Göreve başlama törenini anlatan aşağıdaki okuma parçasında "MÜSLÜMAN dünyanın, çok" ifadesinden "geleneğini temsil etmektedir." ifadesine kadar uzanan bölümün tamamını olduğu gibi kopyalayın.

**Okuma Parçası**
┌──

BÜLENT ERANDAÇ

BÜLENT ERANDAÇ

Tarihi 12 Temmuz 2018

Çok kutuplu dünyanın lideri Erdoğan

MÜSLÜMAN dünyanın, çok kutuplu dünyanın lideri geliyor. Cumhurbaşkanımız Tayyip Erdoğan'ın göreve başlama törenine Asya, Afrika, Balkanlar'dan 50 devlet adamı geldi. Törene katılan, Küresel Oyuncular'ın ayak oyunlarından çok çekmiş Venezuela Devlet Başkanı Maduro'nun "Çok kutuplu dünyanın lideri Erdoğan"sözü, gelecek yılların mottosu olacaktır.
Bu söz, gelecek dünya ve Türkiyemiz için bir kutup yıldızı özelliğindedir. Takdiri ilahi. Bu sözün içini dolduran bir manzarada Külliye'de yaşandı. Katılan ülkelerin coğrafi konumunun verdiği KÜRESEL MESAJI, Cumhurbaşkanımız konuşmasında çok akıllı bir üslupla dünya kamuoyunun dikkatine sundu: "Cumhurbaşkanlığı forsunda temsil edilen 16 devletimiz, çok büyük coğrafyada kurulmuş, büyümüş ve tarihe karışmıştır.
Türkiye Cumhuriyeti 2 bin 200 yılı aşkın bir devlet geleneğini temsil etmektedir.

└──

**Sağlanan Malzeme**

┌──

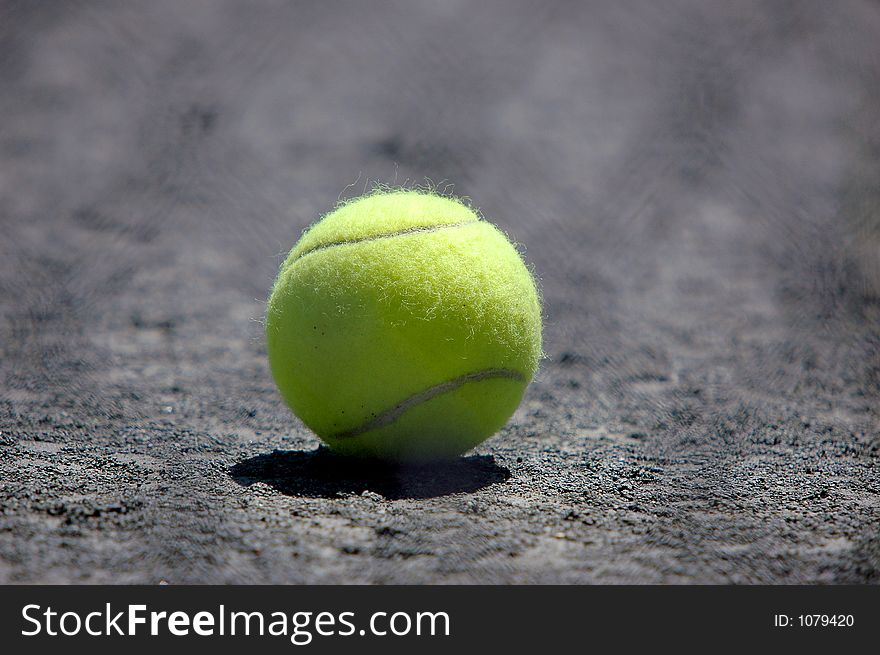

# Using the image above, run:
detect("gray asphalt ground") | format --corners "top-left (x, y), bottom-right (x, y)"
top-left (0, 0), bottom-right (880, 584)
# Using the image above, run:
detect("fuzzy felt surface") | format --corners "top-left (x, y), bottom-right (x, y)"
top-left (266, 191), bottom-right (541, 460)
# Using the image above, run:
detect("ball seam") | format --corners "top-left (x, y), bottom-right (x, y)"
top-left (287, 219), bottom-right (481, 267)
top-left (330, 368), bottom-right (526, 439)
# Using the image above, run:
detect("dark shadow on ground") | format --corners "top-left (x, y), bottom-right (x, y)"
top-left (229, 448), bottom-right (510, 500)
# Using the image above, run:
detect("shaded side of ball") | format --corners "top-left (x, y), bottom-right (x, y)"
top-left (266, 191), bottom-right (541, 460)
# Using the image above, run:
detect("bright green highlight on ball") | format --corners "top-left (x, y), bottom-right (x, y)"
top-left (266, 190), bottom-right (542, 461)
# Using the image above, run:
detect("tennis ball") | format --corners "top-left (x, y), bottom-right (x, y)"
top-left (266, 190), bottom-right (541, 461)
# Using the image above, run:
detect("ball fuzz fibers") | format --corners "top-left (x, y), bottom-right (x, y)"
top-left (266, 190), bottom-right (541, 461)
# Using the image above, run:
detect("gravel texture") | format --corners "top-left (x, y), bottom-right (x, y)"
top-left (0, 0), bottom-right (880, 584)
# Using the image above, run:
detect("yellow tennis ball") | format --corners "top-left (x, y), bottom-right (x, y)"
top-left (266, 191), bottom-right (541, 461)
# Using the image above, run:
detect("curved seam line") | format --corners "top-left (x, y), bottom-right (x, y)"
top-left (331, 368), bottom-right (526, 439)
top-left (287, 219), bottom-right (480, 268)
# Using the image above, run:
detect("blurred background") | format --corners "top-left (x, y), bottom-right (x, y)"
top-left (0, 0), bottom-right (880, 583)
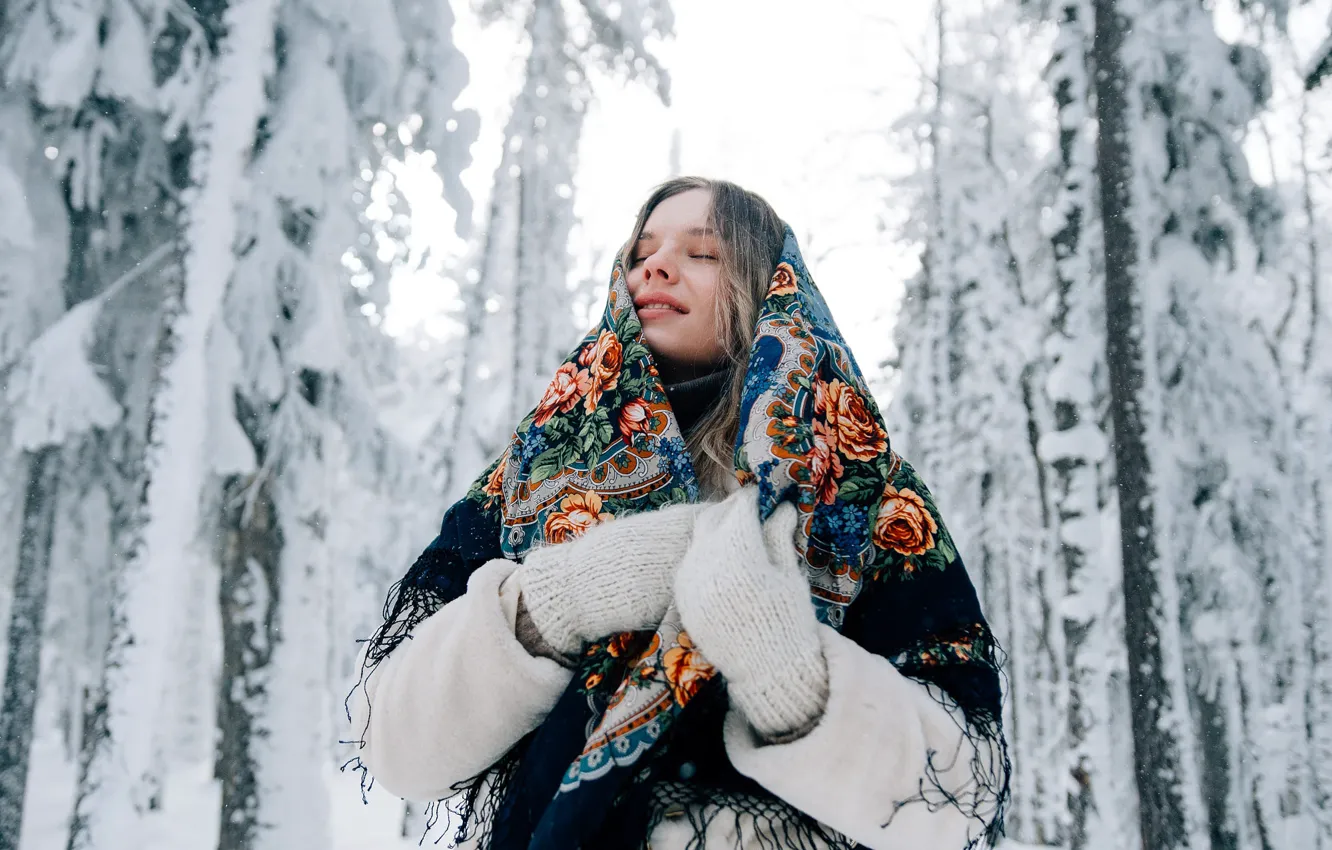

└──

**Verilen Yanıt**
MÜSLÜMAN dünyanın, çok kutuplu dünyanın lideri geliyor. Cumhurbaşkanımız Tayyip Erdoğan'ın göreve başlama törenine Asya, Afrika, Balkanlar'dan 50 devlet adamı geldi. Törene katılan, Küresel Oyuncular'ın ayak oyunlarından çok çekmiş Venezuela Devlet Başkanı Maduro'nun "Çok kutuplu dünyanın lideri Erdoğan"sözü, gelecek yılların mottosu olacaktır.
Bu söz, gelecek dünya ve Türkiyemiz için bir kutup yıldızı özelliğindedir. Takdiri ilahi. Bu sözün içini dolduran bir manzarada Külliye'de yaşandı. Katılan ülkelerin coğrafi konumunun verdiği KÜRESEL MESAJI, Cumhurbaşkanımız konuşmasında çok akıllı bir üslupla dünya kamuoyunun dikkatine sundu: "Cumhurbaşkanlığı forsunda temsil edilen 16 devletimiz, çok büyük coğrafyada kurulmuş, büyümüş ve tarihe karışmıştır.
Türkiye Cumhuriyeti 2 bin 200 yılı aşkın bir devlet geleneğini temsil etmektedir.